DOCUMENT TEXT »
I've passed the Qualification Round of Google Code Jam 2012. I've learned, that I am not allowed to submit the large dataset after the first 8 minutes.

18,365 programmers took part in this contest. 15,692 had at least 20 points and advanced to the First Rounds.

These are my solutions:

Problem A: Speaking in Tongues

This one was easy. It's a simple substitution cipher:

#!/usr/bin/env python
# -*- coding: utf-8 -*-


def decode(
    ciphertext, key="ynficwlbkuomxsevzpdrjgthaq", alphabet="abcdefghijklmnopqrstuvwxyz"
):
    dic = {}
    for i in range(0, len(key)):
        dic[key[i]] = alphabet[i]

    plaintext = ""
    for l in ciphertext:
        if l in dic:
            l = dic[l]
        plaintext += l

    return plaintext


if __name__ == "__main__":
    testcases = input()

    for caseNr in range(0, testcases):
        cipher = raw_input()
        print("Case #%i: %s" % (caseNr + 1, decode(cipher)))

A minimalistic python solution for this one was suggested by Niklas B. He makes use of Lambdas, str.translate() and str.maketrans():

#!/usr/bin/env python
# -*- coding: utf-8 -*-

import string as s

testcases = input()

key = "ynficwlbkuomxsevzpdrjgthaq"
decode = lambda c: s.translate(c, s.maketrans(key, s.ascii_lowercase))

for i in range(0, testcases):
    print(decode(raw_input()))

Problem B: Dancing With the Googlers

#!/usr/bin/env python
# -*- coding: utf-8 -*-

from math import ceil, floor


def line2intlist(line):
    list = line.split(" ")
    numbers = [int(x) for x in list]
    return numbers


def getDist(points, isSurprising=False):
    p = floor(points / 3.0)
    trip = [p, p, p]
    if 3 * p < points:
        trip[0] += 1
    if (3 * p + 1) < points:
        trip[1] += 1

    trip.sort(reverse=True)

    if isSurprising and (trip[1] == trip[0]) and trip[1] > 0:
        trip[1] -= 1
        trip[0] += 1
        trip.sort(reverse=True)

    return trip


def maxGooglers(nrOfGooglers, surprising, p, points):
    mg = 0
    surp = 0
    for pi in points:
        trip = getDist(pi, True)
        if ceil(pi / 3.0) >= p:
            mg += 1
        elif trip[0] >= p:
            surp += 1

    mg += min(surp, surprising)

    return mg


if __name__ == "__main__":
    testcases = input()

    for caseNr in range(0, testcases):
        originalList = line2intlist(raw_input())
        nrOfGooglers = originalList[0]
        surprising = originalList[1]
        p = originalList[2]
        points = originalList[3:]
        print(
            "Case #%i: %i"

DIRECTIVE A »
According to the Code Jam post, how many programmers took part in the contest?
The rows below have no link to the Code Jam post.

THE DATA »
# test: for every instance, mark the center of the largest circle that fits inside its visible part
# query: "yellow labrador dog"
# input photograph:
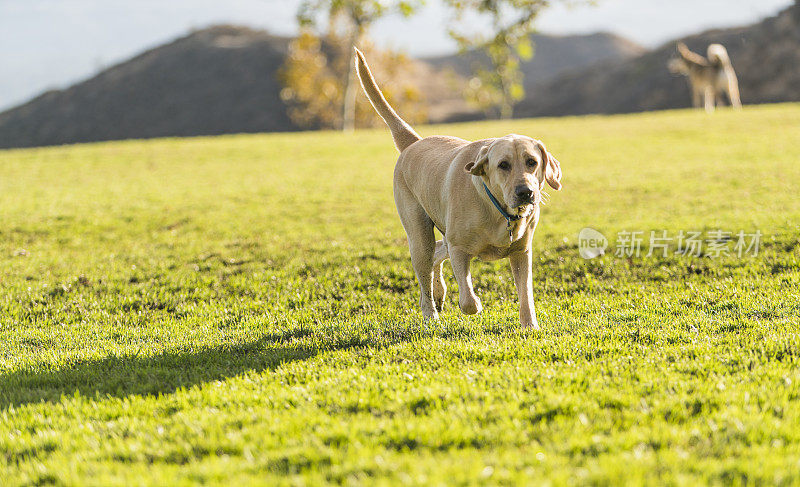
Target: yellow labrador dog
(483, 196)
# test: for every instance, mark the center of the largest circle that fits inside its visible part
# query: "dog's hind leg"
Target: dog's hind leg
--
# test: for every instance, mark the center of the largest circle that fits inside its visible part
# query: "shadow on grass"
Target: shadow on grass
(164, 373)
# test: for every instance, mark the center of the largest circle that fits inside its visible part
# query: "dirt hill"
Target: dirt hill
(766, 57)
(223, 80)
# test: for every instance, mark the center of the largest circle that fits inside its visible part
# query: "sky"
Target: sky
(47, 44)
* * *
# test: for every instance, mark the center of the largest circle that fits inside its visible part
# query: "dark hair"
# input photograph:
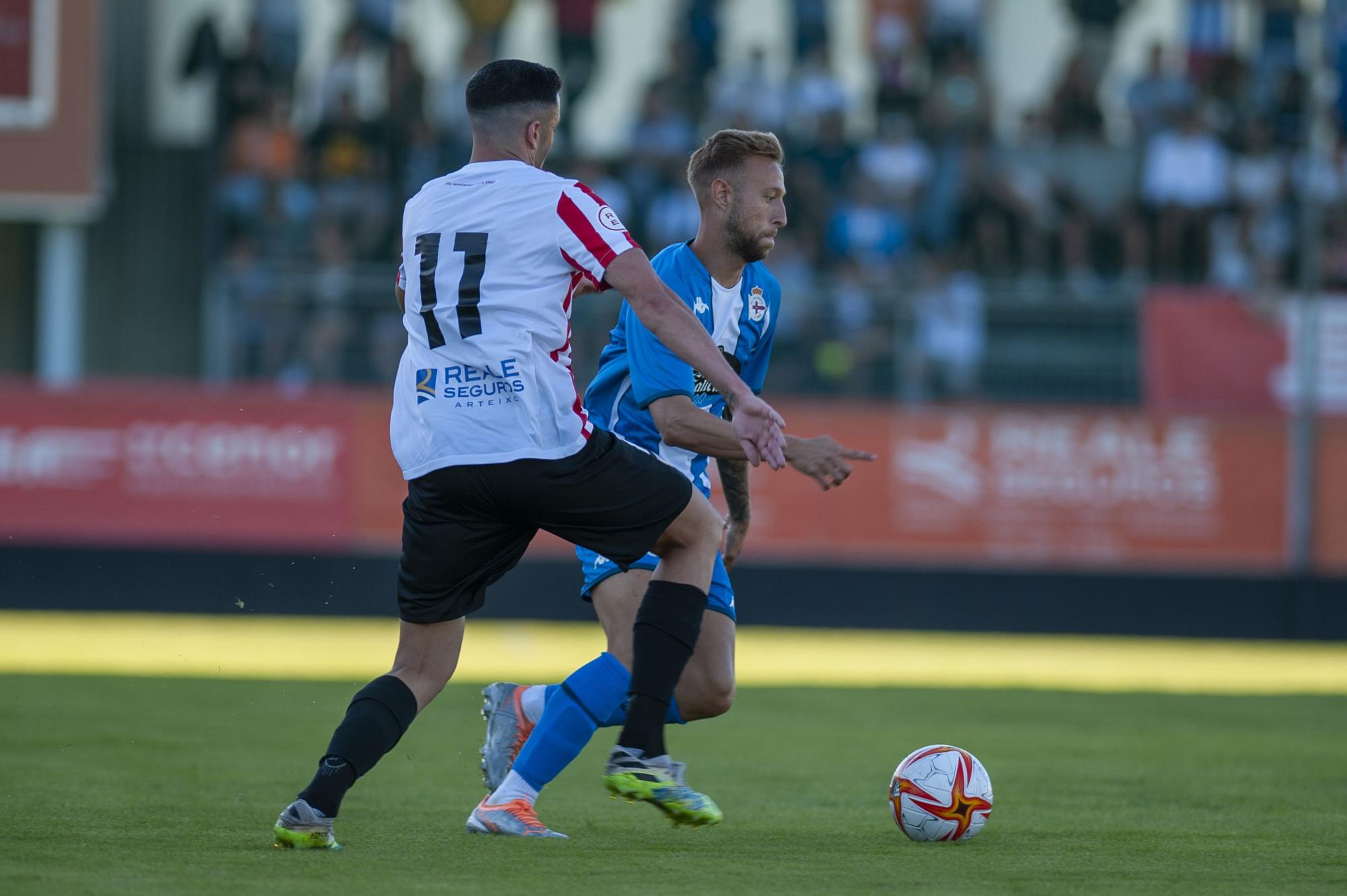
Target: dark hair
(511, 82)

DIRECTIVE B »
Report every line of the rows that contains the string "Target", matching case.

TASK RESULT A »
18,365

TASK RESULT B »
Target: yellow labrador dog
Target: dog's hind leg
Target: shadow on grass
Target: dirt hill
Target: sky
Target: dark hair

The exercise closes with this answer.